**WHAT THIS TASK INVOLVES:** Exactly reproduce the lines from the line bearing "TARGET = bare shrub" through the end of the listing, inclusive of both; pictures are to be omitted.

**SUPPLIED ENTRIES:**
:::

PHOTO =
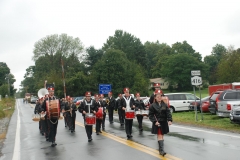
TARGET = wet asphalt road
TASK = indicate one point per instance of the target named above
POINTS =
(188, 143)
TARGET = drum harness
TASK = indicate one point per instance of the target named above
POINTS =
(49, 104)
(127, 103)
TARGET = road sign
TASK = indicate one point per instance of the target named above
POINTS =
(196, 80)
(105, 88)
(196, 73)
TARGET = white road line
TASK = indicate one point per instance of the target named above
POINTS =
(16, 153)
(201, 130)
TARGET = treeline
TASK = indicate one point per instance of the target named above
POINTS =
(6, 81)
(124, 61)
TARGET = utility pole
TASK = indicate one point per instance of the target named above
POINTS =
(64, 88)
(8, 77)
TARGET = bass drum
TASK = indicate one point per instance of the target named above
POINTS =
(53, 109)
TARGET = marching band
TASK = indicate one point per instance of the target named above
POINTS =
(94, 113)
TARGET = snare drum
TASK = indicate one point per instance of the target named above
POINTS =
(99, 114)
(145, 112)
(130, 114)
(138, 113)
(90, 119)
(36, 117)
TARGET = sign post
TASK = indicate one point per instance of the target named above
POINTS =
(105, 88)
(196, 80)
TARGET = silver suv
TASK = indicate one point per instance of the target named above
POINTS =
(228, 100)
(180, 101)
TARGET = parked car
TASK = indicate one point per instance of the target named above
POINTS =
(213, 108)
(180, 101)
(235, 115)
(228, 100)
(33, 99)
(146, 102)
(204, 104)
(78, 98)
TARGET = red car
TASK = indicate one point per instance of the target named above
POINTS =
(205, 104)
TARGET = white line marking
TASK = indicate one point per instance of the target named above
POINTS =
(222, 134)
(200, 130)
(16, 153)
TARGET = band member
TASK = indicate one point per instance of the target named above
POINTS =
(111, 103)
(100, 109)
(37, 110)
(161, 118)
(126, 104)
(67, 109)
(157, 87)
(73, 115)
(120, 112)
(87, 106)
(139, 105)
(52, 122)
(63, 103)
(103, 104)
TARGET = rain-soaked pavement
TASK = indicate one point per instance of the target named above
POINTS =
(188, 143)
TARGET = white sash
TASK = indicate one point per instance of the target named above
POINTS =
(88, 104)
(127, 103)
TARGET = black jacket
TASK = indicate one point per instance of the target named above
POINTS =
(44, 102)
(123, 104)
(112, 103)
(139, 105)
(74, 109)
(151, 100)
(37, 108)
(159, 112)
(85, 106)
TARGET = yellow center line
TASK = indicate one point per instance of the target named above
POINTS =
(135, 145)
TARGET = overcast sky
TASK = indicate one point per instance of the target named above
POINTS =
(202, 23)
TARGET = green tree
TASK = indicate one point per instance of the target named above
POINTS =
(177, 70)
(211, 61)
(114, 68)
(184, 47)
(228, 68)
(218, 51)
(129, 44)
(93, 55)
(4, 71)
(155, 52)
(62, 44)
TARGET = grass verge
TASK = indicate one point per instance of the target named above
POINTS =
(7, 106)
(209, 121)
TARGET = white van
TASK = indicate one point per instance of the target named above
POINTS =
(180, 101)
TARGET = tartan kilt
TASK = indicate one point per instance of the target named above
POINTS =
(164, 127)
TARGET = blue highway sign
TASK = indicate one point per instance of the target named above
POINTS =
(104, 88)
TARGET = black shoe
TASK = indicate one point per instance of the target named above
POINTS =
(89, 140)
(53, 144)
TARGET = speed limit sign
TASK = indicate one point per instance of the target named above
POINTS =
(196, 80)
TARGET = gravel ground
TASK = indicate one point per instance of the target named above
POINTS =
(3, 129)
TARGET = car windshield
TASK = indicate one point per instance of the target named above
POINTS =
(214, 96)
(205, 98)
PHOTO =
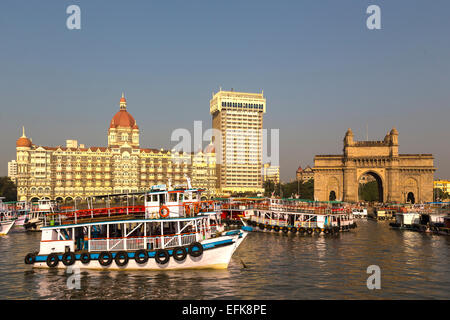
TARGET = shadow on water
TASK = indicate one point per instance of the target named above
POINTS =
(278, 266)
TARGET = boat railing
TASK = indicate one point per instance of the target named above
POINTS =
(283, 223)
(138, 243)
(74, 216)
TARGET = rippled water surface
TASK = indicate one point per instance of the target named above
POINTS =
(413, 266)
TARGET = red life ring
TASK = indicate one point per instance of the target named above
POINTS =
(187, 209)
(164, 209)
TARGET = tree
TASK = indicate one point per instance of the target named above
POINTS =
(8, 189)
(440, 195)
(369, 191)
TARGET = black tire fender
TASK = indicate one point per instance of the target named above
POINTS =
(52, 260)
(179, 253)
(85, 258)
(68, 258)
(121, 258)
(162, 256)
(141, 256)
(199, 250)
(105, 258)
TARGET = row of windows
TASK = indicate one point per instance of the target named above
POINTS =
(240, 105)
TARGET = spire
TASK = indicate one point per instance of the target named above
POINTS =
(123, 102)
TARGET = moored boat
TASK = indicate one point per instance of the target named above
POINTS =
(174, 229)
(295, 216)
(6, 219)
(35, 217)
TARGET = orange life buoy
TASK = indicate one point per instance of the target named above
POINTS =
(164, 209)
(187, 209)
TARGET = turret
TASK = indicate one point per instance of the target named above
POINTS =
(348, 139)
(394, 137)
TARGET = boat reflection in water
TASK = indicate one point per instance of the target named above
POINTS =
(174, 229)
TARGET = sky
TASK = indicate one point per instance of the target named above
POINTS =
(322, 71)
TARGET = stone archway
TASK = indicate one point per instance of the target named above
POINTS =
(332, 196)
(333, 189)
(373, 178)
(393, 172)
(410, 198)
(411, 190)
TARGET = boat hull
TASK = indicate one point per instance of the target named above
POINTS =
(5, 226)
(216, 255)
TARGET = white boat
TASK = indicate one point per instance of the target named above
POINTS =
(5, 226)
(35, 218)
(359, 213)
(174, 229)
(6, 220)
(292, 215)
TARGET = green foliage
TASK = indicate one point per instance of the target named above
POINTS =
(8, 189)
(369, 191)
(305, 190)
(440, 195)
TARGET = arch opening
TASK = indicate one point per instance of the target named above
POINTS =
(370, 187)
(332, 196)
(411, 199)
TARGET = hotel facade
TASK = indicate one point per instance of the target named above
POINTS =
(77, 172)
(238, 116)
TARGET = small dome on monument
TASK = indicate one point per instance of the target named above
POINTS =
(394, 131)
(123, 118)
(23, 141)
(210, 148)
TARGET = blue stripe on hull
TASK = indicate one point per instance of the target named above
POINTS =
(151, 254)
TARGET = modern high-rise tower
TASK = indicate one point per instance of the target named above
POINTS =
(239, 117)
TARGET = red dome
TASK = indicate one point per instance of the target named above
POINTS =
(123, 119)
(23, 142)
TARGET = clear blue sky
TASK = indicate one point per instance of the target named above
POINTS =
(321, 69)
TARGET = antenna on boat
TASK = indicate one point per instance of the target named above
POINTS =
(188, 181)
(367, 131)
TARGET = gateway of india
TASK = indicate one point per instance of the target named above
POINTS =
(74, 172)
(401, 178)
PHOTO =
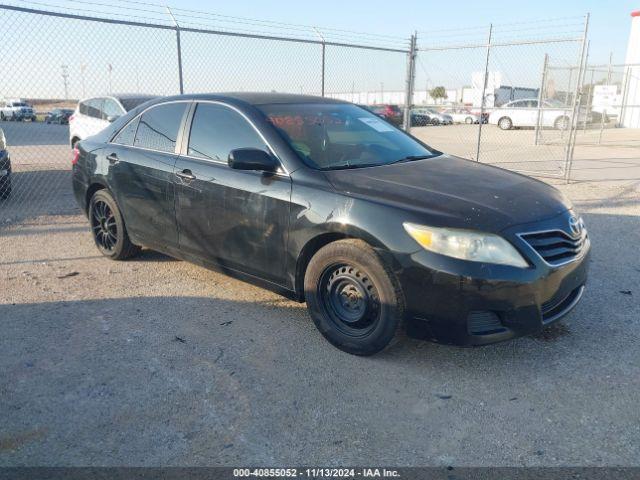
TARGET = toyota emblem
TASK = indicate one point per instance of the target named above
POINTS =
(575, 225)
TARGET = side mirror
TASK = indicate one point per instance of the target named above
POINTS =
(252, 159)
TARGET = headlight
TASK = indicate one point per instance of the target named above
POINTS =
(466, 245)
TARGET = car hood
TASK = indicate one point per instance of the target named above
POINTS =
(454, 192)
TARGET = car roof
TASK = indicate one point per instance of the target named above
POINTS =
(257, 98)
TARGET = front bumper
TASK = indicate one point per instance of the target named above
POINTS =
(464, 303)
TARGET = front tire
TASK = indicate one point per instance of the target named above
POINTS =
(353, 297)
(108, 229)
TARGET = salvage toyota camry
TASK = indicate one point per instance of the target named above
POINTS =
(325, 202)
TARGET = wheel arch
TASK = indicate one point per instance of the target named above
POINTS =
(93, 188)
(320, 240)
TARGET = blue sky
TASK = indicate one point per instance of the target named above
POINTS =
(103, 57)
(609, 26)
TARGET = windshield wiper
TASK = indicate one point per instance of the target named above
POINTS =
(350, 166)
(410, 158)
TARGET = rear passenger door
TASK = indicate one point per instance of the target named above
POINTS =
(238, 219)
(141, 158)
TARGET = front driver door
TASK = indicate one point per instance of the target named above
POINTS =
(141, 172)
(238, 219)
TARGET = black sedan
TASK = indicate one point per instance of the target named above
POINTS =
(59, 116)
(326, 203)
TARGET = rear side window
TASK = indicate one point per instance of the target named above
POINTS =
(216, 130)
(128, 133)
(158, 127)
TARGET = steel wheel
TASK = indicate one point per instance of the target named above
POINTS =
(104, 227)
(350, 299)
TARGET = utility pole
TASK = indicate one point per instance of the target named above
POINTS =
(83, 68)
(65, 80)
(323, 62)
(110, 69)
(484, 92)
(410, 82)
(179, 49)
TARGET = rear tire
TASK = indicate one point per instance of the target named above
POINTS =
(108, 229)
(505, 123)
(353, 297)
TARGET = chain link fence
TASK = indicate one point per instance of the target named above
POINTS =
(508, 107)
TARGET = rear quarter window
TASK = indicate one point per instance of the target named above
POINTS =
(127, 135)
(158, 127)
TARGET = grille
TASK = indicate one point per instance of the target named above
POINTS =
(556, 247)
(484, 323)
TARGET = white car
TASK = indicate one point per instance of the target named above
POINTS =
(16, 110)
(524, 113)
(94, 114)
(436, 117)
(462, 115)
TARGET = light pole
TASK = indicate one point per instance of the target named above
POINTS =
(65, 80)
(83, 67)
(110, 69)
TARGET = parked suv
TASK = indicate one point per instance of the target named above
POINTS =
(5, 168)
(17, 110)
(94, 114)
(325, 202)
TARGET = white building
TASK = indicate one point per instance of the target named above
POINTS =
(631, 112)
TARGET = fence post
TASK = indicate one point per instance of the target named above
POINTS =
(577, 96)
(180, 80)
(543, 84)
(322, 71)
(410, 81)
(484, 92)
(604, 110)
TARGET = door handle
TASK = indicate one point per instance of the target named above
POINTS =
(186, 175)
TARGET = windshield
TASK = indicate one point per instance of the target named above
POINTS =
(335, 136)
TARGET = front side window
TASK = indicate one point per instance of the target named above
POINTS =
(334, 136)
(159, 126)
(216, 130)
(127, 135)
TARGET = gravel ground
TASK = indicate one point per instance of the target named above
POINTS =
(159, 362)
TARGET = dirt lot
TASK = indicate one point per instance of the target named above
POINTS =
(158, 362)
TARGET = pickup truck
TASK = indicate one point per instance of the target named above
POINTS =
(16, 110)
(524, 113)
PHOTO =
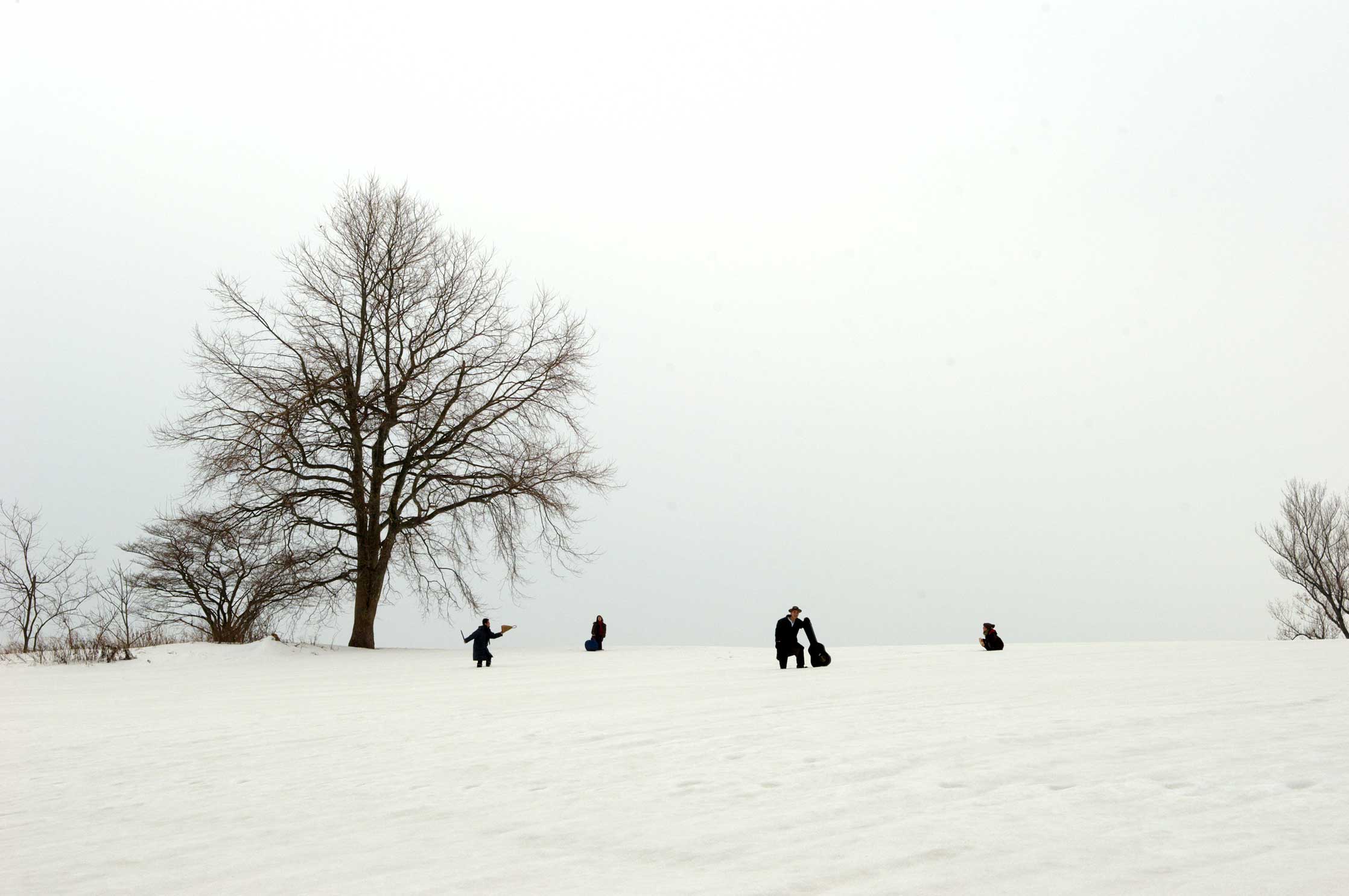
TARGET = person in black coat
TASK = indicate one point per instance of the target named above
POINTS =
(784, 638)
(481, 636)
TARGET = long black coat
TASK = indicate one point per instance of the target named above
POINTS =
(481, 636)
(784, 637)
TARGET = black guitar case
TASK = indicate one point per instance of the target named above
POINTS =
(819, 656)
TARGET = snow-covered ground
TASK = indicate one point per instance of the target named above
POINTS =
(1102, 768)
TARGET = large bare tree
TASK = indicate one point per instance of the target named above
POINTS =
(396, 401)
(39, 583)
(226, 577)
(1310, 544)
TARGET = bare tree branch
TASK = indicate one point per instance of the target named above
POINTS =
(1310, 544)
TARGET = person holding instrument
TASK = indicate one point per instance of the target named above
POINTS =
(481, 636)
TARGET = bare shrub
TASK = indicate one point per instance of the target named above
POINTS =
(1310, 544)
(41, 583)
(231, 579)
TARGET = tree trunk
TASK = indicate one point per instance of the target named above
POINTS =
(367, 600)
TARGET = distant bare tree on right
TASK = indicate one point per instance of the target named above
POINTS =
(1310, 543)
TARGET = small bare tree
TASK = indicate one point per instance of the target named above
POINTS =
(1310, 544)
(39, 583)
(226, 578)
(395, 401)
(121, 609)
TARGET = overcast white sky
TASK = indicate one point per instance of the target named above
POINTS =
(915, 315)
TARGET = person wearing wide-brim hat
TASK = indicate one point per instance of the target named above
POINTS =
(784, 638)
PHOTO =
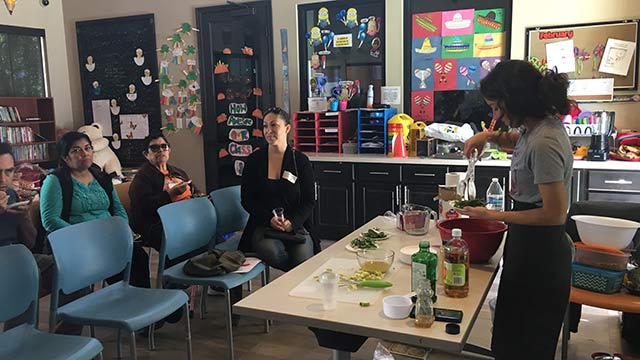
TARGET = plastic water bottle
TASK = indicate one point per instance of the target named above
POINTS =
(495, 196)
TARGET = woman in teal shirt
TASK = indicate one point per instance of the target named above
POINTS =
(79, 191)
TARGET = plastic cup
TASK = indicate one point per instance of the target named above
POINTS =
(329, 282)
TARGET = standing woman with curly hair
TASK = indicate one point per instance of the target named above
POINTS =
(536, 275)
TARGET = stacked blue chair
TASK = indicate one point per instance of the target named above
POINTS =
(89, 252)
(19, 294)
(190, 225)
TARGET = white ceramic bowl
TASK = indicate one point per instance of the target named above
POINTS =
(605, 231)
(396, 307)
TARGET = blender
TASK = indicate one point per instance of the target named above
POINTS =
(604, 123)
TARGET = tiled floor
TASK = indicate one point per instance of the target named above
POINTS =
(599, 331)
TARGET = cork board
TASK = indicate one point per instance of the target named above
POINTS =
(589, 42)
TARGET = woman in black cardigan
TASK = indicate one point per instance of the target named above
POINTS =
(278, 177)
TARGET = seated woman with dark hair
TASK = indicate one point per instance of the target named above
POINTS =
(278, 176)
(156, 184)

:::

**THE REPLY:**
TARGET = bare shrub
TASK = indicate one point per instance of the target named above
POINTS =
(1310, 544)
(41, 583)
(231, 579)
TARGET = tree trunk
TASK = indicate one point per instance of the target named above
POINTS =
(367, 600)
TARGET = distant bare tree on right
TASK = indicate one point per instance of the target named above
POINTS =
(1310, 543)
TARGET = small bare tree
TASK = indicate one point per instance of the target named above
POINTS =
(1310, 544)
(39, 583)
(226, 578)
(395, 401)
(121, 609)
TARGET = overcast white sky
TASK = indicate one point per instance of the target named above
POINTS =
(915, 315)
TARGET = person wearing wide-brim hat
TASK = indicate one point per instance of the target named above
POINTS =
(784, 638)
PHOTO =
TARGET = plastic water bottle
TASK = indicate one point per instance of the target named above
POINTS =
(495, 196)
TARGET = woman in teal shirt
TASK = indicate one point per instance of the target named above
POINTS =
(79, 191)
TARGET = plastic cup
TASK = indicate one point per instance of the target named above
POINTS =
(329, 282)
TARGET = standing woman with curly hair
TASK = indicate one point per instance of the target named above
POINTS =
(536, 275)
TARGET = stacked blue chair
TASK = indicate one point per instance of the target named above
POINTS =
(89, 252)
(19, 294)
(190, 225)
TARGET = white ceramic bowl
TASK = indicate one point per instance of the target named above
POINTS =
(605, 231)
(396, 307)
TARGET = blender
TASK = indicate one point per instance of the target named above
POINTS =
(604, 123)
TARGET = tiled floor
TASK = indicate one point per instance of the target named above
POINTS =
(599, 331)
TARGET = cork board
TASK = indicate one point per instance of the target named above
POINTS =
(589, 42)
TARGET = woman in black cardigan
TASK = indicate one point per instance of the target named above
POINTS =
(278, 177)
TARGET = seated woman with dark hair
TASK = indicate one point per instance of the target named above
POINTS =
(278, 176)
(156, 184)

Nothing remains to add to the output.